### Challenge
Reproduce the data below verbatim, starting at the line that contains "[indicate] shrub hedge" and continuing through the end of the data, with that first line included.

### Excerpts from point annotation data
________
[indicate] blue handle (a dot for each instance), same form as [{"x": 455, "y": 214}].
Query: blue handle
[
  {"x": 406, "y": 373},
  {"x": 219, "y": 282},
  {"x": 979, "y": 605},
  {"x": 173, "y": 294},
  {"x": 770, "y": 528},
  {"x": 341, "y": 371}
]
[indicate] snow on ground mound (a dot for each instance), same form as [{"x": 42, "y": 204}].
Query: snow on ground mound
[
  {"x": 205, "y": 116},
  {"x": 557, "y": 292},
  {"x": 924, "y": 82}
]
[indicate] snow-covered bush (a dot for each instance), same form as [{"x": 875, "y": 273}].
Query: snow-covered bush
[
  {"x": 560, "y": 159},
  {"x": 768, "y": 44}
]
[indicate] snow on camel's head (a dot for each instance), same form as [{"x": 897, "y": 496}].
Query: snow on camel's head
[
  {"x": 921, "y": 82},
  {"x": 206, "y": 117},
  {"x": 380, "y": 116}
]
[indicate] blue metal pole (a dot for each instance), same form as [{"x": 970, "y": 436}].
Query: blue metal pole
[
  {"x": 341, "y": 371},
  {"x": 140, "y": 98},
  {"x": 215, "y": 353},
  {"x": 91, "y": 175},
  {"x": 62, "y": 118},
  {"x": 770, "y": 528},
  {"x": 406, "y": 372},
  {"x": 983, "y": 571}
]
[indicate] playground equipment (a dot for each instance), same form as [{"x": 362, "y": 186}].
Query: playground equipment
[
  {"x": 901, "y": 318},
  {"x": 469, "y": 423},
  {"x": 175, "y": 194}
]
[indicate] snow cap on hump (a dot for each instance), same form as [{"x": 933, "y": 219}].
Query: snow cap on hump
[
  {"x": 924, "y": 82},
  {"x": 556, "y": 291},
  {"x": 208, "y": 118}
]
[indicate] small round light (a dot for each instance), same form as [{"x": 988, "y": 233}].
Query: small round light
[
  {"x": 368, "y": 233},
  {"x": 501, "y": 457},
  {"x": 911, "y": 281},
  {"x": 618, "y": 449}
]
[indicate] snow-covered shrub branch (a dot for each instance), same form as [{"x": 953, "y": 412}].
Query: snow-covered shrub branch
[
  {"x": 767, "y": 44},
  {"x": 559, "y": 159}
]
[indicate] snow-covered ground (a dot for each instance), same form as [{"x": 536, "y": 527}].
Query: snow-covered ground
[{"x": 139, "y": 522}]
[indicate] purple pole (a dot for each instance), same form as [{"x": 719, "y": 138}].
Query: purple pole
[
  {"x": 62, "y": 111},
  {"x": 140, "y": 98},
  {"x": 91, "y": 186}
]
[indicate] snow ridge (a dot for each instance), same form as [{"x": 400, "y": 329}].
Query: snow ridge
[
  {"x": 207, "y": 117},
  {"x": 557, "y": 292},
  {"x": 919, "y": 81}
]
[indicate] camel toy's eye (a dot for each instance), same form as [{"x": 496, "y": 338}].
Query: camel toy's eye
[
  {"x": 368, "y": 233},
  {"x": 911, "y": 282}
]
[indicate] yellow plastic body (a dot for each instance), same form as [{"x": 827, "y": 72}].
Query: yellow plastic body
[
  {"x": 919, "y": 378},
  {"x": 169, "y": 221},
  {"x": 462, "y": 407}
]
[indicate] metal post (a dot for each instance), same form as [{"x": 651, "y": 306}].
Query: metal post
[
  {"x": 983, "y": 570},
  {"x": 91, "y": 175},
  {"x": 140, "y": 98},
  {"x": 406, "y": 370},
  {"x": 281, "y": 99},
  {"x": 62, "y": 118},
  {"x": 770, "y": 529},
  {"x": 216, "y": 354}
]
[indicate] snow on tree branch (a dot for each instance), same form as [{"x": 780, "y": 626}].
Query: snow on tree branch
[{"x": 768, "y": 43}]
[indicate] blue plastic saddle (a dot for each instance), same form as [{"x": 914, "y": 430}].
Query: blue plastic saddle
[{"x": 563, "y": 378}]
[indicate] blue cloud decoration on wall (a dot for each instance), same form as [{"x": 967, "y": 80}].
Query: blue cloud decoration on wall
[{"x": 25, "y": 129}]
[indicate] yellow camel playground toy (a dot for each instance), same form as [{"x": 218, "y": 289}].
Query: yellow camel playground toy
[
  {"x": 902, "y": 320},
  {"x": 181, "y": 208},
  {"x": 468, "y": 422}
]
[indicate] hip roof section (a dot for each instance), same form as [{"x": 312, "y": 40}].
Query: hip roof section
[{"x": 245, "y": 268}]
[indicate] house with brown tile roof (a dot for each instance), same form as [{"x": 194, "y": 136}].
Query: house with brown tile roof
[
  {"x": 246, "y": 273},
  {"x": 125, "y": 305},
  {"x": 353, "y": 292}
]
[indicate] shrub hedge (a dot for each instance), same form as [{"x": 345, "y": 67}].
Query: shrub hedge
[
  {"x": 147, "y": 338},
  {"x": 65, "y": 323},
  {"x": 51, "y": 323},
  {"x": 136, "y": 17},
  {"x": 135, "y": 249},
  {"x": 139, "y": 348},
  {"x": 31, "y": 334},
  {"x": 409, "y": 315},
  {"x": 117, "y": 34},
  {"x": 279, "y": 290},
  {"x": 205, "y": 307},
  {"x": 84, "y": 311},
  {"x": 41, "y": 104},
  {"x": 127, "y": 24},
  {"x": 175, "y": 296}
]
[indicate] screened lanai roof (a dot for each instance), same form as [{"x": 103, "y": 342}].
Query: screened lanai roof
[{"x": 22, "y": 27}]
________
### Solution to the problem
[indicate] shrub hedge (a dot for each instance), same form as [{"x": 345, "y": 67}].
Query: shrub hedge
[
  {"x": 147, "y": 338},
  {"x": 65, "y": 323},
  {"x": 51, "y": 323},
  {"x": 136, "y": 17},
  {"x": 135, "y": 249},
  {"x": 139, "y": 348},
  {"x": 31, "y": 334},
  {"x": 409, "y": 315},
  {"x": 117, "y": 34},
  {"x": 279, "y": 290},
  {"x": 205, "y": 307},
  {"x": 84, "y": 311},
  {"x": 41, "y": 104},
  {"x": 127, "y": 24},
  {"x": 175, "y": 296}
]
[indicate] screened lanai roof (a dot for each instance), same form as [{"x": 103, "y": 342}].
Query: screened lanai roof
[{"x": 22, "y": 27}]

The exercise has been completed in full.